Supplied material >>
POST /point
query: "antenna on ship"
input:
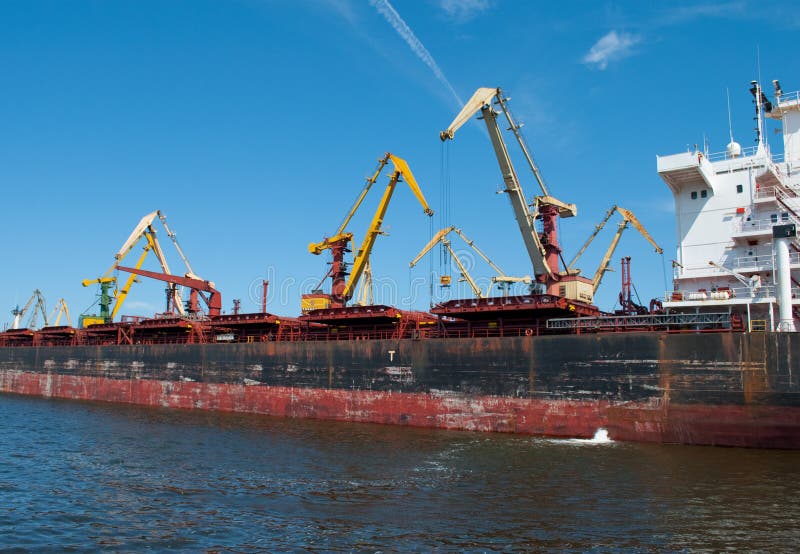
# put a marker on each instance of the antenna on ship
(734, 149)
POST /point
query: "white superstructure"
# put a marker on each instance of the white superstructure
(728, 206)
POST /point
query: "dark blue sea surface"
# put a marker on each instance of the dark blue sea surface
(90, 476)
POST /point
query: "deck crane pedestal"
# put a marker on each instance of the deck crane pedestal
(628, 218)
(343, 280)
(543, 248)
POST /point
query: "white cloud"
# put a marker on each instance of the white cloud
(463, 10)
(611, 47)
(405, 32)
(344, 8)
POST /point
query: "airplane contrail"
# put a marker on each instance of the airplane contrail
(405, 32)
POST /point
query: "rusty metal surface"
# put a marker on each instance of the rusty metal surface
(726, 388)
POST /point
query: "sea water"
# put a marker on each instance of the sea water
(91, 476)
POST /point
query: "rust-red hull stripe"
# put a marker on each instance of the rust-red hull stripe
(762, 426)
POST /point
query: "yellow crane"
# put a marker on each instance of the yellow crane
(627, 219)
(542, 248)
(441, 237)
(38, 303)
(60, 310)
(144, 231)
(343, 287)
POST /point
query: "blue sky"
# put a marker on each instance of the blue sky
(253, 123)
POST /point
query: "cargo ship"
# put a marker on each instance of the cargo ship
(712, 362)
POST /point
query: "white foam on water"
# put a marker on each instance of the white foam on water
(600, 437)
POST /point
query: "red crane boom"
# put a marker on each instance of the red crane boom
(196, 286)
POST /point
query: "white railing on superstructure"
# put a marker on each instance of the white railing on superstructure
(765, 261)
(764, 224)
(746, 157)
(747, 152)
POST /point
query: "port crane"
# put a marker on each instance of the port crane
(627, 219)
(35, 302)
(442, 237)
(197, 288)
(144, 231)
(343, 287)
(60, 310)
(543, 249)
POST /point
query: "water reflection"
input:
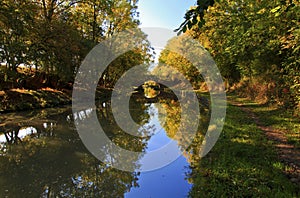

Challenge >> Can you format every line of the data above as a Markdown table with the columns Row and Line, skipping blank lines and leaving the pictures out?

Output >>
| Row | Line |
|---|---|
| 1 | POST /point |
| 2 | query: "antenna on ship" |
| 3 | input: |
| 4 | # put a marker on each instance of the antenna on ship |
| 5 | (734, 149) |
| 6 | POST /point |
| 7 | query: "white superstructure" |
| 8 | # put a marker on each instance of the white superstructure |
| 9 | (728, 206) |
| 10 | POST /point |
| 11 | query: "dark blue sea surface" |
| 12 | # put a marker on each instance of the dark blue sea surface |
| 13 | (90, 476) |
| 14 | POST /point |
| 15 | query: "deck crane pedestal" |
| 16 | # put a marker on each instance of the deck crane pedestal |
| 17 | (628, 218) |
| 18 | (343, 280) |
| 19 | (543, 248) |
| 20 | POST /point |
| 21 | query: "white cloud" |
| 22 | # put a marker on each instance of the white cloud |
| 23 | (463, 10) |
| 24 | (611, 47) |
| 25 | (405, 32) |
| 26 | (344, 8) |
| 27 | POST /point |
| 28 | query: "airplane contrail" |
| 29 | # put a marker on each instance of the airplane contrail |
| 30 | (405, 32) |
| 31 | POST /point |
| 32 | query: "rusty metal surface" |
| 33 | # put a marker on each instance of the rusty metal surface |
| 34 | (726, 388) |
| 35 | POST /point |
| 36 | query: "sea water" |
| 37 | # put a marker on each instance of the sea water |
| 38 | (91, 476) |
| 39 | POST /point |
| 40 | query: "rust-red hull stripe" |
| 41 | # put a marker on each instance of the rust-red hull stripe |
| 42 | (762, 426) |
| 43 | POST /point |
| 44 | query: "yellow crane" |
| 45 | # put a marker on each instance of the yellow crane |
| 46 | (627, 219) |
| 47 | (542, 248) |
| 48 | (441, 237) |
| 49 | (38, 303) |
| 50 | (60, 310) |
| 51 | (144, 231) |
| 52 | (343, 287) |
| 53 | POST /point |
| 54 | query: "blue sky" |
| 55 | # put a marker on each instance of the blue sky |
| 56 | (253, 123) |
| 57 | POST /point |
| 58 | query: "cargo ship" |
| 59 | # put a marker on each instance of the cargo ship |
| 60 | (712, 362) |
| 61 | POST /point |
| 62 | query: "white foam on water" |
| 63 | # put a marker on each instance of the white foam on water |
| 64 | (600, 437) |
| 65 | POST /point |
| 66 | query: "red crane boom" |
| 67 | # put a marker on each instance of the red crane boom |
| 68 | (196, 286) |
| 69 | POST /point |
| 70 | query: "white railing on superstructure" |
| 71 | # put a marker on each instance of the white railing on superstructure |
| 72 | (765, 261) |
| 73 | (764, 224) |
| 74 | (746, 157) |
| 75 | (747, 152) |
| 76 | POST /point |
| 77 | query: "port crane" |
| 78 | # put a marker on each instance of the port crane |
| 79 | (627, 219) |
| 80 | (35, 302) |
| 81 | (442, 237) |
| 82 | (197, 288) |
| 83 | (144, 231) |
| 84 | (343, 287) |
| 85 | (60, 310) |
| 86 | (543, 249) |
| 87 | POST /point |
| 88 | query: "water reflection" |
| 89 | input: |